(Collected data)
—————

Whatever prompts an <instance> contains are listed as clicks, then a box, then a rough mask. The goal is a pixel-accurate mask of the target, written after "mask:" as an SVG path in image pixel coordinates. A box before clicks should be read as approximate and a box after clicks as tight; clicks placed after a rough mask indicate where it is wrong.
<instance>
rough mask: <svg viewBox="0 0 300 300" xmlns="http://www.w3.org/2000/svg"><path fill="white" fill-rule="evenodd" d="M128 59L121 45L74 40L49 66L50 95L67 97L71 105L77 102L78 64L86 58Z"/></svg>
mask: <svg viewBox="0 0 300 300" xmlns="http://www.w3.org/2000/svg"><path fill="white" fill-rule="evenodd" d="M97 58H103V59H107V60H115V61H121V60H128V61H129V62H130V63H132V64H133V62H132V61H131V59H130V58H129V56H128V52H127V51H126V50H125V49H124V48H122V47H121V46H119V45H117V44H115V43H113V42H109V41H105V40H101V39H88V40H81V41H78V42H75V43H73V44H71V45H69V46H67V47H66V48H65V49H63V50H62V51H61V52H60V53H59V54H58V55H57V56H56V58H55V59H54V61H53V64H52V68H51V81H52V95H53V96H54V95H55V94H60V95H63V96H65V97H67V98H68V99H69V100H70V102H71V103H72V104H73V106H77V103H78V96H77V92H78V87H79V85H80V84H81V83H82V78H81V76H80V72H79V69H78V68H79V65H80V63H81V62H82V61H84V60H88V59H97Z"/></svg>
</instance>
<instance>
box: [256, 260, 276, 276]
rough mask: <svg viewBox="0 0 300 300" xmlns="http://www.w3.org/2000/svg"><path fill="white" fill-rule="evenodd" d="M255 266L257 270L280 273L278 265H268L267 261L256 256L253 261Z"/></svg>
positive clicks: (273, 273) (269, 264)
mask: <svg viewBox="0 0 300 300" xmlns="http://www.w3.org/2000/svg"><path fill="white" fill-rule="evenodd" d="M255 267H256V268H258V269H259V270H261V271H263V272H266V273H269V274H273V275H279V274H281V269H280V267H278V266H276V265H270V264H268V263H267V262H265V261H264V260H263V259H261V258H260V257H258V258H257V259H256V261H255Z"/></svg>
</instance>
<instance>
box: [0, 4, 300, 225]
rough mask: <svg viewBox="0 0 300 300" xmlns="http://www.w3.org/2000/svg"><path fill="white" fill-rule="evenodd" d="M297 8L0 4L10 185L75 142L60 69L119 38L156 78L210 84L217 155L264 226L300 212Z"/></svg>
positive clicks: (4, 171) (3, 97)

—————

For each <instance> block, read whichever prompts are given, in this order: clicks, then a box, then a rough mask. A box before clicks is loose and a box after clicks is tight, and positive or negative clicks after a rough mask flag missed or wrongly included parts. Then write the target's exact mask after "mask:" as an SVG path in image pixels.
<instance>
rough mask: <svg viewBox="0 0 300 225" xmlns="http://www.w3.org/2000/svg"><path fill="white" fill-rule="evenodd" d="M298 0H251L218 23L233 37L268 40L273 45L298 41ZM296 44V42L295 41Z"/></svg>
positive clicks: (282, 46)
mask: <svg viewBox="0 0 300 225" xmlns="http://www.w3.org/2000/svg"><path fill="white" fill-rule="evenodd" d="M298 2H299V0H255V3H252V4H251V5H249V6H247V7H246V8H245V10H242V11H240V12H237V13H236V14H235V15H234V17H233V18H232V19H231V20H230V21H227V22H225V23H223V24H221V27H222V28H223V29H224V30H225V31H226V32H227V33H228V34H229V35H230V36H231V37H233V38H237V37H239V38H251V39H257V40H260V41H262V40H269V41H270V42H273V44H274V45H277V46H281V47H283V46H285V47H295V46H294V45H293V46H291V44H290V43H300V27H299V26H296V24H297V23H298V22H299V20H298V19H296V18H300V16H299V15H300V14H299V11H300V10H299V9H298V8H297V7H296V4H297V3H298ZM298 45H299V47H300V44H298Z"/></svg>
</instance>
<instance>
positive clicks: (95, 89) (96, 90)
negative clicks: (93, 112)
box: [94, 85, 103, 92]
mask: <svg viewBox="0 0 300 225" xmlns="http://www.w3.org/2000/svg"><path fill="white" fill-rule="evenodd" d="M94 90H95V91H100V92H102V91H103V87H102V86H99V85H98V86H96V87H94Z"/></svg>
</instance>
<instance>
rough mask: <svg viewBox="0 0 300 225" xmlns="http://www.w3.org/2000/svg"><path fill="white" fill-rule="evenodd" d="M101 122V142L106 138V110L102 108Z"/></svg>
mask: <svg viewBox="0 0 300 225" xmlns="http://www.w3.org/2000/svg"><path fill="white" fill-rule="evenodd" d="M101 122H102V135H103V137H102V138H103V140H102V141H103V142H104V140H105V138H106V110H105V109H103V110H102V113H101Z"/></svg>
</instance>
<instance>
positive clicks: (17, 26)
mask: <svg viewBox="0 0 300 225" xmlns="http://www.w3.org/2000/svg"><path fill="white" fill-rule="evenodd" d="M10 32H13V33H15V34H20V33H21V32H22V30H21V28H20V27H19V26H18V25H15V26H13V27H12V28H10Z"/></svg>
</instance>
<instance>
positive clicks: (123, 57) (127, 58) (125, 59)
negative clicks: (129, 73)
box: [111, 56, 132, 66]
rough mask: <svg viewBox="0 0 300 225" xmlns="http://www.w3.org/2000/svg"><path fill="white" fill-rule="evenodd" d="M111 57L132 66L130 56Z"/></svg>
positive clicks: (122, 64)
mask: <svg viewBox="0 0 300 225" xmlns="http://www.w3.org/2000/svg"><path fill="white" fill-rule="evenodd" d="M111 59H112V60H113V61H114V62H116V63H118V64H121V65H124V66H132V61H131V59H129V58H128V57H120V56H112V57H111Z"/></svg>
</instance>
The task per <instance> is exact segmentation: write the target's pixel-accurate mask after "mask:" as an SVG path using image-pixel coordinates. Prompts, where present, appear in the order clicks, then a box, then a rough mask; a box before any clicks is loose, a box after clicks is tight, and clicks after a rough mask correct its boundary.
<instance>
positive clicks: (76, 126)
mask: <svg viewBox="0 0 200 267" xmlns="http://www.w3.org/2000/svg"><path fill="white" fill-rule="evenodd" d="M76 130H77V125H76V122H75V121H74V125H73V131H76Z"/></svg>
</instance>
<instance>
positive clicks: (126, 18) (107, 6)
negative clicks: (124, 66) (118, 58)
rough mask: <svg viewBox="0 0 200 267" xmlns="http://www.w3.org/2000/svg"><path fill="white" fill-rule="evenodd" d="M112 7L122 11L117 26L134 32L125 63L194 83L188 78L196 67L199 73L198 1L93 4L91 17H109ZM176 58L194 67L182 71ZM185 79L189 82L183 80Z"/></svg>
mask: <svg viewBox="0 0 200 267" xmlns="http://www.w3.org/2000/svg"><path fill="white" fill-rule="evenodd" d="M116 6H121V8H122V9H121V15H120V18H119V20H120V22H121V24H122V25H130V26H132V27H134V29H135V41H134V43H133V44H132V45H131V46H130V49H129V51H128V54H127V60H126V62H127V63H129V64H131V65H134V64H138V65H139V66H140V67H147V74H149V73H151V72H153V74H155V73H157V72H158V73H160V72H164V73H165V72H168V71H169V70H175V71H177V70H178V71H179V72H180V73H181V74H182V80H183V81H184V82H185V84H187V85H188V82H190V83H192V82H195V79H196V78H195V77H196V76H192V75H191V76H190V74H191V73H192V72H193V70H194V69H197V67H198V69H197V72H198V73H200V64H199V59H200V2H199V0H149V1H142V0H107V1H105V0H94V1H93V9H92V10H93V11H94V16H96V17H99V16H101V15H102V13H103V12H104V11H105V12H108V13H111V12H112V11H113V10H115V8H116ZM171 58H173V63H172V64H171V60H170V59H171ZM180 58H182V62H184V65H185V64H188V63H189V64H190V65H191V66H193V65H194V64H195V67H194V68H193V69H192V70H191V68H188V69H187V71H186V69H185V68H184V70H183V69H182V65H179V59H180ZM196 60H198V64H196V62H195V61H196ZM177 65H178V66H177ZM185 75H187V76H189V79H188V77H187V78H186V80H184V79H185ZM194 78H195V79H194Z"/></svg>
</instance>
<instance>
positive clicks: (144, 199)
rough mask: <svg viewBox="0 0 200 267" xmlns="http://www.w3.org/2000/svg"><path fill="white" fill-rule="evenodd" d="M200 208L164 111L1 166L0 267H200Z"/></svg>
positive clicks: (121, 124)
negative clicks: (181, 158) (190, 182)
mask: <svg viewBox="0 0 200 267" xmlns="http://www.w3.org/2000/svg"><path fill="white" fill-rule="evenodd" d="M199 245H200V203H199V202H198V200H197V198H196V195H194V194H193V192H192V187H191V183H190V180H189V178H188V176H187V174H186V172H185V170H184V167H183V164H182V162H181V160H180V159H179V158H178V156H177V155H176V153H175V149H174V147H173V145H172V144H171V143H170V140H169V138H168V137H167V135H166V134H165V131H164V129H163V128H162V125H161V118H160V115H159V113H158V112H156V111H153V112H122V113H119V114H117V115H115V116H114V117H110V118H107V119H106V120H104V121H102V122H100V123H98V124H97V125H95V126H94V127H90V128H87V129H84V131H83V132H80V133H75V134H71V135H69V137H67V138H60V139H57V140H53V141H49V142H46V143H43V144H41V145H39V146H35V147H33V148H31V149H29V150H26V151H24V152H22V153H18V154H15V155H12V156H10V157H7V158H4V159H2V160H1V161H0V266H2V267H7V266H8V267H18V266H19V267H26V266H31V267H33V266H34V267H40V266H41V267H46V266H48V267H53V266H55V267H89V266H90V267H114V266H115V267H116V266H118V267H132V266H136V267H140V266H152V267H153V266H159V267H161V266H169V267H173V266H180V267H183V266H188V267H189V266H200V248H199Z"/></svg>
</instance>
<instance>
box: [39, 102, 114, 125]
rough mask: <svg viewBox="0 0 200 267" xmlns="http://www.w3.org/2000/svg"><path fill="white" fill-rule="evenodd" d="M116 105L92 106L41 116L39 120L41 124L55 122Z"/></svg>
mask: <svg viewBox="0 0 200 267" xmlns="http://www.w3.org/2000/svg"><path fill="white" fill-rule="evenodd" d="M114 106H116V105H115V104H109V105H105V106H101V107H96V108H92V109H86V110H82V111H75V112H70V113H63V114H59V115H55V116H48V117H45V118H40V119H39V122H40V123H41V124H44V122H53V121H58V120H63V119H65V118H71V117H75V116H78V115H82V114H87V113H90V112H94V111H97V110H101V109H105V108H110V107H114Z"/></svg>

—————

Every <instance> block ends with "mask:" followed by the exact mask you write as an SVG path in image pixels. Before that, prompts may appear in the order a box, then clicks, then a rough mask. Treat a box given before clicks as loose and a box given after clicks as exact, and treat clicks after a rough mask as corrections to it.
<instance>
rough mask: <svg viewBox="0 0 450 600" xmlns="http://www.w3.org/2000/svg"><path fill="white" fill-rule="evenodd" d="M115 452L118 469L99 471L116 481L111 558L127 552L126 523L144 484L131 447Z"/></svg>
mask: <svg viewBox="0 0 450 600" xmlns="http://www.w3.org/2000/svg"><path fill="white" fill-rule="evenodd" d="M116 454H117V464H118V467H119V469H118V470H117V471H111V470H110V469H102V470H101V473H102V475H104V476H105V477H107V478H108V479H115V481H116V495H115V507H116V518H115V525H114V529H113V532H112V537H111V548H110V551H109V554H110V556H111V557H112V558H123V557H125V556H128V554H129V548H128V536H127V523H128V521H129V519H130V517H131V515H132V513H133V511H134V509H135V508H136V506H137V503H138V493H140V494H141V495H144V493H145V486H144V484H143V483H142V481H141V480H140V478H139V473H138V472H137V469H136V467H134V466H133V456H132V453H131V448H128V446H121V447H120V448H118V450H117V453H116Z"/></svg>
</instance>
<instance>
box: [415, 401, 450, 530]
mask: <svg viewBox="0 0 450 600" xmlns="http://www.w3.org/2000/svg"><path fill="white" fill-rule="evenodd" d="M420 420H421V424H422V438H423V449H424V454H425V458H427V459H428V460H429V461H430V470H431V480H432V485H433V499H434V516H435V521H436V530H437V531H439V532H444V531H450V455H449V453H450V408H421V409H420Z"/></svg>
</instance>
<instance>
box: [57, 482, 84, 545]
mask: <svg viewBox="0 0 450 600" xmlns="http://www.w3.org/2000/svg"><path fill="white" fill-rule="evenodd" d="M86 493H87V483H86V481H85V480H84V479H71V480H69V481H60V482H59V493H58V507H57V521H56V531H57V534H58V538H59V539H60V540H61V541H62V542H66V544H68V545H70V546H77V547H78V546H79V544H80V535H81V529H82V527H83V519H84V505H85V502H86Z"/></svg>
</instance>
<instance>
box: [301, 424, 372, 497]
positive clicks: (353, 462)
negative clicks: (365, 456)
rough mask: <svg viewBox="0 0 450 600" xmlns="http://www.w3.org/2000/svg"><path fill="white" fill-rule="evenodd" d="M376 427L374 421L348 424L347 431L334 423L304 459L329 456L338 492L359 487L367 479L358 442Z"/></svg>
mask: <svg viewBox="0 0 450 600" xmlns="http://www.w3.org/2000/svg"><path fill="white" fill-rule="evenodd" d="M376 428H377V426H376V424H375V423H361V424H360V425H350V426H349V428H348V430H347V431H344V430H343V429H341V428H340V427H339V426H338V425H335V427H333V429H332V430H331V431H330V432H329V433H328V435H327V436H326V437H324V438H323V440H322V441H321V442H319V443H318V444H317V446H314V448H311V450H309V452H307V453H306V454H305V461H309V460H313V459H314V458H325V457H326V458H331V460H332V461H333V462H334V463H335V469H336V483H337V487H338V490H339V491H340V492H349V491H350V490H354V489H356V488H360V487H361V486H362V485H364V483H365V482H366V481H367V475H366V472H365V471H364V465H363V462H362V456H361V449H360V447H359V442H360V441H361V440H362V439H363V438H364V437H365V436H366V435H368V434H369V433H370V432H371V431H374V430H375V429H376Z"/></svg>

—————

Every line from the line containing "positive clicks: (144, 199)" through the line containing "positive clicks: (121, 124)" in the records above must be retyped exactly. Leave out the rest.

#### Output of the task
positive clicks: (144, 199)
rough mask: <svg viewBox="0 0 200 267" xmlns="http://www.w3.org/2000/svg"><path fill="white" fill-rule="evenodd" d="M200 208L164 111L1 166L0 267H200Z"/></svg>
positive clicks: (121, 124)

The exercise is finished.